AIM:
Print the line containing "Exercise. Mark the woman in" and each line after it through the end, please, with nothing added.

DATA RECORDS:
__________________________________________________
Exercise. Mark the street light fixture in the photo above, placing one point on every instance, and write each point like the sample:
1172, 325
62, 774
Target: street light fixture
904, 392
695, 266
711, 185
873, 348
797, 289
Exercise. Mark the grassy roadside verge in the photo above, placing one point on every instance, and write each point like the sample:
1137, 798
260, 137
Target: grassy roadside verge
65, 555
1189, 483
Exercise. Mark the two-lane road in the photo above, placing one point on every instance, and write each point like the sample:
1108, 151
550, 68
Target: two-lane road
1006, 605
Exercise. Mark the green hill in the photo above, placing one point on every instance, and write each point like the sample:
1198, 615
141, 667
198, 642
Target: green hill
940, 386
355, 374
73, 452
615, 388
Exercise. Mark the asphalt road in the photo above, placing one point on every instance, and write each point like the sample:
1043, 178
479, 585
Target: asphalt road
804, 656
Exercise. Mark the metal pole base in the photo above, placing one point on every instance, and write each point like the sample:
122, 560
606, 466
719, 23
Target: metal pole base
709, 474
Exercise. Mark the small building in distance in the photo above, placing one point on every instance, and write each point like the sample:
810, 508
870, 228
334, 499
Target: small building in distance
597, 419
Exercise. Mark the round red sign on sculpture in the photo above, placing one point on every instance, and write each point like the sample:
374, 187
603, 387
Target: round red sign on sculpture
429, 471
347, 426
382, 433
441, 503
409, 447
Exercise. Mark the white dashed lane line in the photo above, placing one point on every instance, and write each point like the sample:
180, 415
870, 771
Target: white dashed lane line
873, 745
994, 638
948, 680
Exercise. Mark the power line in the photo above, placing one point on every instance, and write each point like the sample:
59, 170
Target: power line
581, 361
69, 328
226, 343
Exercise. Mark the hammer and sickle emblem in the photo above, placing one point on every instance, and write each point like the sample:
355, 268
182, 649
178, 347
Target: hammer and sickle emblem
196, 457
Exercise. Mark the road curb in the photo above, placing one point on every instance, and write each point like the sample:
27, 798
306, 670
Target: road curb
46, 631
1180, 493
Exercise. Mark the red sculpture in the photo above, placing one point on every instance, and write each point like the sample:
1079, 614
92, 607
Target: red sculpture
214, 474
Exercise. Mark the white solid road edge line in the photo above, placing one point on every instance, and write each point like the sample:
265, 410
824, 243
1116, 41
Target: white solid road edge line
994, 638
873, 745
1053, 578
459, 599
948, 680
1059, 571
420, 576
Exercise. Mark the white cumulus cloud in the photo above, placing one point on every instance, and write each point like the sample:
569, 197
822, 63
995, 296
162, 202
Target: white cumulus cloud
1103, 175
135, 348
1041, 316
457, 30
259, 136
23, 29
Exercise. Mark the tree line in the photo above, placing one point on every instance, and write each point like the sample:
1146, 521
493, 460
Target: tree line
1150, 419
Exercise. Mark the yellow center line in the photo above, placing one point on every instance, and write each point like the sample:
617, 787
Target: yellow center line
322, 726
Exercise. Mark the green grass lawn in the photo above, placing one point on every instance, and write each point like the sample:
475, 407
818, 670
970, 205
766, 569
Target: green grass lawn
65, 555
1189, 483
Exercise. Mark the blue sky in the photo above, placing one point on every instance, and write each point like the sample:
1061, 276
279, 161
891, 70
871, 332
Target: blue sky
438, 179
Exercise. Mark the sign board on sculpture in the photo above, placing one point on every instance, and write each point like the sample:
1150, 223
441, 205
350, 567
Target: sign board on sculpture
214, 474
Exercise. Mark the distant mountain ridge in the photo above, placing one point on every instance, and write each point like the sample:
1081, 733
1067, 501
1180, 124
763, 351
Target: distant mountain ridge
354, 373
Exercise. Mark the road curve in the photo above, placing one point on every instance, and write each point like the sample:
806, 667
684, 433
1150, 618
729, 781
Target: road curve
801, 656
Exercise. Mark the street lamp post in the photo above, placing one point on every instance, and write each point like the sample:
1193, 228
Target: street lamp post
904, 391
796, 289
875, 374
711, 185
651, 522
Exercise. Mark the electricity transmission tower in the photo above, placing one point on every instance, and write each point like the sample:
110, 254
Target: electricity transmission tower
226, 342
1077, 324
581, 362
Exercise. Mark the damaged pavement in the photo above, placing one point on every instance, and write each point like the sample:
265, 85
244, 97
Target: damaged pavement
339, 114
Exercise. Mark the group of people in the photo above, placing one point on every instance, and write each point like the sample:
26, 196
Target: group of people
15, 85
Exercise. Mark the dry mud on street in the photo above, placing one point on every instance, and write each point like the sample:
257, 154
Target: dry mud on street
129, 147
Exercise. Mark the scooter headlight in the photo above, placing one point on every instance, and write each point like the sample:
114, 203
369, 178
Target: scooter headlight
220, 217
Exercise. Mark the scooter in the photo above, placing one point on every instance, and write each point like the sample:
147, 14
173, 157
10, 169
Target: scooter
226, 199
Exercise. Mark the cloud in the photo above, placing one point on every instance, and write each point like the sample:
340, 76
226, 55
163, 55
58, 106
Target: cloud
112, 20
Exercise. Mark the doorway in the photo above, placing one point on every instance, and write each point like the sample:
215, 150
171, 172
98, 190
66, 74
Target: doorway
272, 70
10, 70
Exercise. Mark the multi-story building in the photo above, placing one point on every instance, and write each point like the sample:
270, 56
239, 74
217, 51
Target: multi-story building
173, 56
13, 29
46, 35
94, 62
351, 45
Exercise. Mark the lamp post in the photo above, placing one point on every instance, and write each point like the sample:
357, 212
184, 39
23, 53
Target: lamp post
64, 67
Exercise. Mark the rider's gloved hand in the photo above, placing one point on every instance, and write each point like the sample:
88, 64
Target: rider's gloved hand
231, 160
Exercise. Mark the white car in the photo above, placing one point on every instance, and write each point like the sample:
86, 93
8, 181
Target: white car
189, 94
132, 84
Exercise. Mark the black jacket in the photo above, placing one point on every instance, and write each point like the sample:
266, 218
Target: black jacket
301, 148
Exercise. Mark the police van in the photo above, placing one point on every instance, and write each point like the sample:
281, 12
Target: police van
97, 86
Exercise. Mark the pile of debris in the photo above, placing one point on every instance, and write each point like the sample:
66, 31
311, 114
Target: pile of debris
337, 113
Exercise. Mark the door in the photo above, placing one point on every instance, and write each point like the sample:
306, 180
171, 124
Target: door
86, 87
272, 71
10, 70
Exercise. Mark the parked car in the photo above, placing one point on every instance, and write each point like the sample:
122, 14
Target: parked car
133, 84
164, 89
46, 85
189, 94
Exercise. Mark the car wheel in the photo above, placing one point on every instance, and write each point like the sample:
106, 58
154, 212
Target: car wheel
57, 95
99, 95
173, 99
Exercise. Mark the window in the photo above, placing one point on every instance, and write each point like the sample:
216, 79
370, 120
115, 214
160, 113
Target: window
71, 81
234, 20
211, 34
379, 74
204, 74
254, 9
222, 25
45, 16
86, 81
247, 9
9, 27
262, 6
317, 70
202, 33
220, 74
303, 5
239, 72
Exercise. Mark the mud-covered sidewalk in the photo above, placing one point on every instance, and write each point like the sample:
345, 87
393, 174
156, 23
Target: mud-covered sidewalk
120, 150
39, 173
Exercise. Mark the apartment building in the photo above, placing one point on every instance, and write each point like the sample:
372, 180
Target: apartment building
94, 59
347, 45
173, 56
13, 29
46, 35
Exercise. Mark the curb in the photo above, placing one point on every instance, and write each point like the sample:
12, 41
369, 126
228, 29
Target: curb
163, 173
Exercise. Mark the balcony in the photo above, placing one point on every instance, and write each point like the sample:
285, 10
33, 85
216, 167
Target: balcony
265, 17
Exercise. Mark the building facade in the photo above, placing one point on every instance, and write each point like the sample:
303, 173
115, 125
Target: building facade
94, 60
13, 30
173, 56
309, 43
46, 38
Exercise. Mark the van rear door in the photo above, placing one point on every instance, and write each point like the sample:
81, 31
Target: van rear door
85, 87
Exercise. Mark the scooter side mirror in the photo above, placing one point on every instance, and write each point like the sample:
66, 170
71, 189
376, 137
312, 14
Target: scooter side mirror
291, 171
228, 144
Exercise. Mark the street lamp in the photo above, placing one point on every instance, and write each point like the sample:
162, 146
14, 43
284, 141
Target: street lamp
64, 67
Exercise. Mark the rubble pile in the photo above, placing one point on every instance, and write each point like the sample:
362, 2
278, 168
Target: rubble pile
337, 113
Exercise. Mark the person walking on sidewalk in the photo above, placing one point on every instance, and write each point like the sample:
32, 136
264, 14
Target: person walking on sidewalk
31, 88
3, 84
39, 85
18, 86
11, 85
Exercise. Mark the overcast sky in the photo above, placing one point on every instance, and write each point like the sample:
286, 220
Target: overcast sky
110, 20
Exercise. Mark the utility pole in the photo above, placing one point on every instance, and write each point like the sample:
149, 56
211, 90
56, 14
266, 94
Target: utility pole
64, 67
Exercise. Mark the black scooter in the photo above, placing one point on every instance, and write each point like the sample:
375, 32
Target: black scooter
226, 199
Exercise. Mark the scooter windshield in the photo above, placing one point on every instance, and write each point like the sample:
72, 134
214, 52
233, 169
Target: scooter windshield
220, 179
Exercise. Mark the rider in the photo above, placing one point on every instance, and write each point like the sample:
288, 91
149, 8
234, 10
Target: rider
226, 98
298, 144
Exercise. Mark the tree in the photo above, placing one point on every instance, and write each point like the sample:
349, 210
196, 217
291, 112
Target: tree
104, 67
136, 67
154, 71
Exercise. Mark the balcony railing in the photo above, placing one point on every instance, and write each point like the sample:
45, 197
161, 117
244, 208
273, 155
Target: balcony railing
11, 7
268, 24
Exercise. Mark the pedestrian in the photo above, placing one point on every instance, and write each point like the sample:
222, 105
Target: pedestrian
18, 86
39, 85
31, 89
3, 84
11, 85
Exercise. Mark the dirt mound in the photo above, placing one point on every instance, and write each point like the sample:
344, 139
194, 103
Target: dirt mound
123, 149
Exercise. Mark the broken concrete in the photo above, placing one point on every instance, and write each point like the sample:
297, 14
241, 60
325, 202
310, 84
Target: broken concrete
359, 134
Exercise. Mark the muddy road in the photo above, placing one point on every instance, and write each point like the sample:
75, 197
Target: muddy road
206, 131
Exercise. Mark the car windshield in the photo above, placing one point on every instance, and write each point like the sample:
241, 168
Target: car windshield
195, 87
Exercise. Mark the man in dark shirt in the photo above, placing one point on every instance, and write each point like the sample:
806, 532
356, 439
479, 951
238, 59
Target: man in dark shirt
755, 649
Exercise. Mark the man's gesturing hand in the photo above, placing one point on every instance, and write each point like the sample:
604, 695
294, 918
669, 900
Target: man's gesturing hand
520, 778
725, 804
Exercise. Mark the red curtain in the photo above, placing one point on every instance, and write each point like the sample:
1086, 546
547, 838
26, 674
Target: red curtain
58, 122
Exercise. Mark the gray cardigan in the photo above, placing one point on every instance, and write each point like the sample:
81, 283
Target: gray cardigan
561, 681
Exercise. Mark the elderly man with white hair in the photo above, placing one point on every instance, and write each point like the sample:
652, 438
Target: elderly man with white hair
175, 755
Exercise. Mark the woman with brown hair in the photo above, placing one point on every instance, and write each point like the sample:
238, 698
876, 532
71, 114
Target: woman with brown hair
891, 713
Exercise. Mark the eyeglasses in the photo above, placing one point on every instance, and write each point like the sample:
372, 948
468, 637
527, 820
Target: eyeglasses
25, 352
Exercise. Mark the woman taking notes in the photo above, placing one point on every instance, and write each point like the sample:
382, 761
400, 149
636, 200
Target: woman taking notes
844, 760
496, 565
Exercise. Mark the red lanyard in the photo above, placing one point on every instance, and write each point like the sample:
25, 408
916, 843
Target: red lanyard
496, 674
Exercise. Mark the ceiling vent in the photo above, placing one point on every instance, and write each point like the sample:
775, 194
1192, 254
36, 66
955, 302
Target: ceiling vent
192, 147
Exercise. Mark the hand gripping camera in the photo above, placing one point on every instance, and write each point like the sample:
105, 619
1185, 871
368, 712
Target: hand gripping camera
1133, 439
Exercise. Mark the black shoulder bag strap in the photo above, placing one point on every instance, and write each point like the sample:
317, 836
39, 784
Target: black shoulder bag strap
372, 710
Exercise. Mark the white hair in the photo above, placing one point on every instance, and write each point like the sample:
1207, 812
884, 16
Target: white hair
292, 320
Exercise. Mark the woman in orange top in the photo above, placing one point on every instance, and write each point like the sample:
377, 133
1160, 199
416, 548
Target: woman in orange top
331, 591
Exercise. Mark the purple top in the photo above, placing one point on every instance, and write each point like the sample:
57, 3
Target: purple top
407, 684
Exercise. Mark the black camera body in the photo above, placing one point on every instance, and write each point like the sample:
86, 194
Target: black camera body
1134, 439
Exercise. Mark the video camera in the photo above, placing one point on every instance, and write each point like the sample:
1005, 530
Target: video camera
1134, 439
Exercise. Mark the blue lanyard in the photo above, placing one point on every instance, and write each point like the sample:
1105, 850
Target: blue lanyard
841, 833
__________________________________________________
RESULT:
Exercise. Mark the woman in orange top in the photo above, placing one point on every instance, and write each point like the sample:
377, 133
1160, 199
416, 548
Target: woman in orange top
331, 591
Exercise. Mark the purple top in the photo above, placing one point on every instance, and write each point like the sample:
57, 3
Target: purple top
407, 684
Exercise. Mark the black camera body in the photo above, placing one point on every instance, and write each point like the sample:
86, 194
Target: black camera body
1134, 439
Exercise. Mark the video camera in the photo above, placing one point on every instance, and write each point like the sample:
1005, 530
Target: video camera
1134, 439
Exercise. Mark the blue lanyard in the photo above, placing one point on every instance, and write each point like the sample:
1105, 850
Target: blue lanyard
841, 833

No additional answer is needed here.